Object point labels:
────────────────────────────────────────

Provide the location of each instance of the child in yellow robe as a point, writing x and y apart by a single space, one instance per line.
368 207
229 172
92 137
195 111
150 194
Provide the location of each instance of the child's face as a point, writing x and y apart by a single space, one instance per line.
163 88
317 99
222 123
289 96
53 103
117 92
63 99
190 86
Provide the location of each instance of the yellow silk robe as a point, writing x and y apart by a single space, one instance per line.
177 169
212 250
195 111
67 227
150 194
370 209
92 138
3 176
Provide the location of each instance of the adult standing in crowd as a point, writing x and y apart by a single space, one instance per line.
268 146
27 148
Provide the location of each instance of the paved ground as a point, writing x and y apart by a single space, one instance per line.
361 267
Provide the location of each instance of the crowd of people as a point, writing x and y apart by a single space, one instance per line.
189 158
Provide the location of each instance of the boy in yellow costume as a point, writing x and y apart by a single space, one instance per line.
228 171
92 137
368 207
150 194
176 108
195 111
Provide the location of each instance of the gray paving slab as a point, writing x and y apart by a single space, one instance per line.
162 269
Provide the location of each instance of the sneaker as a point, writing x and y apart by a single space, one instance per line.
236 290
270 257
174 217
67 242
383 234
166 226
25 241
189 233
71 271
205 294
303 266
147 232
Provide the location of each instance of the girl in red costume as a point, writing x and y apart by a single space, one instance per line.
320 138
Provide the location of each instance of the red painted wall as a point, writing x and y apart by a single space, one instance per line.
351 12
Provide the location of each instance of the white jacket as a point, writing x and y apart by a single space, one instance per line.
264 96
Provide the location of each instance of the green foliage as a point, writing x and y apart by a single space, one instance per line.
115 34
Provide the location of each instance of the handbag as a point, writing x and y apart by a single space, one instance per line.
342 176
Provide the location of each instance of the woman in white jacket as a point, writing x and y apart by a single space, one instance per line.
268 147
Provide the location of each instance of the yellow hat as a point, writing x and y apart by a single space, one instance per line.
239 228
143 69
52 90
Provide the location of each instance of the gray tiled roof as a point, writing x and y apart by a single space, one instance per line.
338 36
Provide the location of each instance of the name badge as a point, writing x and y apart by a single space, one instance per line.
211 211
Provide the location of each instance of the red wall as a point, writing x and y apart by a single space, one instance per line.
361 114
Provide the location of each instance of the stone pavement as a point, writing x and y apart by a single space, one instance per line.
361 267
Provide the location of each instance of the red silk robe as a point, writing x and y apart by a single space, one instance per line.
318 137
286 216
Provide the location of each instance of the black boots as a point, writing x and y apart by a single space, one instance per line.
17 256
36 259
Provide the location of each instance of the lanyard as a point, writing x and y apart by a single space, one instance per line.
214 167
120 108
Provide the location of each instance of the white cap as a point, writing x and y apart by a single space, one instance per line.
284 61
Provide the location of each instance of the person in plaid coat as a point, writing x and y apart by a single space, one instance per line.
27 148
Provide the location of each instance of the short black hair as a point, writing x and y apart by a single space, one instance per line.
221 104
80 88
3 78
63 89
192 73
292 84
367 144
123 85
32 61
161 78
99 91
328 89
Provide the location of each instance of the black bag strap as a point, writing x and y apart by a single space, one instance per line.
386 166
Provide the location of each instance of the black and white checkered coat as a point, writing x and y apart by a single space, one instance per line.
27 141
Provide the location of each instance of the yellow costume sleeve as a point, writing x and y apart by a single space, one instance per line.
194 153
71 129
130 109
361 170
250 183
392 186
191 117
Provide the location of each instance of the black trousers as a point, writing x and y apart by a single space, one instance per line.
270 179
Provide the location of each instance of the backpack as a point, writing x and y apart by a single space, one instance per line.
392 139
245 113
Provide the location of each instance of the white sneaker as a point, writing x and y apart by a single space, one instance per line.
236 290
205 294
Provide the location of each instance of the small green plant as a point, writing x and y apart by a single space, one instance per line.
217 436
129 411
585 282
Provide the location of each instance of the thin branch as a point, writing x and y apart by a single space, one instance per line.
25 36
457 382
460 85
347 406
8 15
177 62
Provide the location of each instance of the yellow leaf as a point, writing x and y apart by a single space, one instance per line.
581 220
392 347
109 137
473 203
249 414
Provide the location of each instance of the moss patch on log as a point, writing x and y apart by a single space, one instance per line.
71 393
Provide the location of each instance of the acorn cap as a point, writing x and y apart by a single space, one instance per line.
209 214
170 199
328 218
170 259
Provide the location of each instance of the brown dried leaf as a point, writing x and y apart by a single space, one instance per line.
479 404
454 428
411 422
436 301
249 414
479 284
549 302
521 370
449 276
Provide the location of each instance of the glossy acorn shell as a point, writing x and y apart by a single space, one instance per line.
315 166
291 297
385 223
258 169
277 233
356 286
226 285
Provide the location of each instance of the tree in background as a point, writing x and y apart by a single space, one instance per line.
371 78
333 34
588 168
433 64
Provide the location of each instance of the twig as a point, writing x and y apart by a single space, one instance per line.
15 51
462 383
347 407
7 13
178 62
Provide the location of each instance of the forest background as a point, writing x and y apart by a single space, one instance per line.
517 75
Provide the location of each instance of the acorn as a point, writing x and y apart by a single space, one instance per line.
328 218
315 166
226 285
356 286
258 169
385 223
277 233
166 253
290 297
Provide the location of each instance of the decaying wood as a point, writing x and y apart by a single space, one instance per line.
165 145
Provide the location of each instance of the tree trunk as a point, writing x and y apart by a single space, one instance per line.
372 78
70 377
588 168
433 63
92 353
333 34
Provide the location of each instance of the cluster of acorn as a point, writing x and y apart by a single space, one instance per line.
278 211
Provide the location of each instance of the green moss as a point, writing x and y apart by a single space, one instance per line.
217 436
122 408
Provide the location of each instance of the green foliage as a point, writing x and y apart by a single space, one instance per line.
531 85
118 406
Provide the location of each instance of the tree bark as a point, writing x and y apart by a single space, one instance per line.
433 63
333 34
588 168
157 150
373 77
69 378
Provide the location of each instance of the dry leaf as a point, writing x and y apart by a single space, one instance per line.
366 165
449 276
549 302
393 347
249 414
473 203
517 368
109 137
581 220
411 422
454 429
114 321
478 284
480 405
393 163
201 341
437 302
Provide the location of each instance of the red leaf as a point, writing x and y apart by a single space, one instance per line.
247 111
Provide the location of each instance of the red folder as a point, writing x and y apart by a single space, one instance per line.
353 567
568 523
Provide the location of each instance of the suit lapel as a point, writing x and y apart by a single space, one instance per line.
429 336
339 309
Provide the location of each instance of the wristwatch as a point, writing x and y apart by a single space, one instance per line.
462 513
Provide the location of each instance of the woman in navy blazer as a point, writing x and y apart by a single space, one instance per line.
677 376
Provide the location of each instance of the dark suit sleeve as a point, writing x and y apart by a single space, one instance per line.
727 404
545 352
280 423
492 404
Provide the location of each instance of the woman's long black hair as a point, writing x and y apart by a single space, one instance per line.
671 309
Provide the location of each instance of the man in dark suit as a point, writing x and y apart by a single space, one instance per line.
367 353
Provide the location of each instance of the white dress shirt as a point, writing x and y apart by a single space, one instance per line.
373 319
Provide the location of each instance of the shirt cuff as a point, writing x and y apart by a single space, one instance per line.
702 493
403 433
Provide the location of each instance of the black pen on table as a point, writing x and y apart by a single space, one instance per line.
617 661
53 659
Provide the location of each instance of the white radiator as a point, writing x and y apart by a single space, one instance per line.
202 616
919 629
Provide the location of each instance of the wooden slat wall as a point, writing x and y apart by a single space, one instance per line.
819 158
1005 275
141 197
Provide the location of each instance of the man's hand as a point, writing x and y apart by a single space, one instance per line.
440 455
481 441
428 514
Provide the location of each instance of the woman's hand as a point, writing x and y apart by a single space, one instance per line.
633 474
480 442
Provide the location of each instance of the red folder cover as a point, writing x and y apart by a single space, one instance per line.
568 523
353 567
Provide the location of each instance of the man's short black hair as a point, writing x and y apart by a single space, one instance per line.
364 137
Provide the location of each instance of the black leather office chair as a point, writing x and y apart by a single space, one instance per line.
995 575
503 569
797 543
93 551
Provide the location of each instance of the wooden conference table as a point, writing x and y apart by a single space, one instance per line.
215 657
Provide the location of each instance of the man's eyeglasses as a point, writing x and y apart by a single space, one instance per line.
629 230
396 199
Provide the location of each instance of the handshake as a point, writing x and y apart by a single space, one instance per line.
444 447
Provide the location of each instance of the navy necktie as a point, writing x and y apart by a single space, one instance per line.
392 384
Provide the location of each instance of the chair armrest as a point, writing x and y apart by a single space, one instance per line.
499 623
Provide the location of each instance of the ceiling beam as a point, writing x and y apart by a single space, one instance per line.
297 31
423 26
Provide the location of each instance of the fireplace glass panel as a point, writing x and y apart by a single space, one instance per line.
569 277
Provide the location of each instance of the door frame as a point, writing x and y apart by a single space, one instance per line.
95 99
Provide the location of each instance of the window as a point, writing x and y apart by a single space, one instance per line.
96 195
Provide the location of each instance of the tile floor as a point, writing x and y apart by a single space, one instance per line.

────────────────────────────────────────

■ Exercise aim ■
Repeat exactly the lines above from the line that contains "Provide the location of each instance of the man's eyeglasses" through the end. Include both of these ends; leave out everything else.

■ Answer for the task ■
Provide the location of each instance of the man's eyeglasses as a point, writing x and y apart by a single space, one instance per line.
629 230
396 199
Provide the location of each instance of the handshake as a point, writing x and y apart by a single space, one instance per line.
444 447
Provide the location of each instance of the navy necktie as a point, writing x and y apart by a single space, one instance per line.
392 384
Provide the location of each instance of the chair armrest as a point, writing x and y apart by a single space, one instance per line.
499 623
Provide the location of each instance of the ceiling beam as a point, writing x and y apart by a single space, one instance per line.
297 31
423 26
Provide the location of each instance of the fireplace glass panel as a point, writing x and y apart by a single space, one instance per line.
569 277
Provide the location of each instance of the door frame as a point, writing x and y apart by a single space, one instance per line.
95 99
Provide the location of each instance of the window as a point, writing x and y apart by a single space, one instance per line.
96 195
Provide the location of each instance of the tile floor as a point, writing x and y apart by a single space, one instance per line.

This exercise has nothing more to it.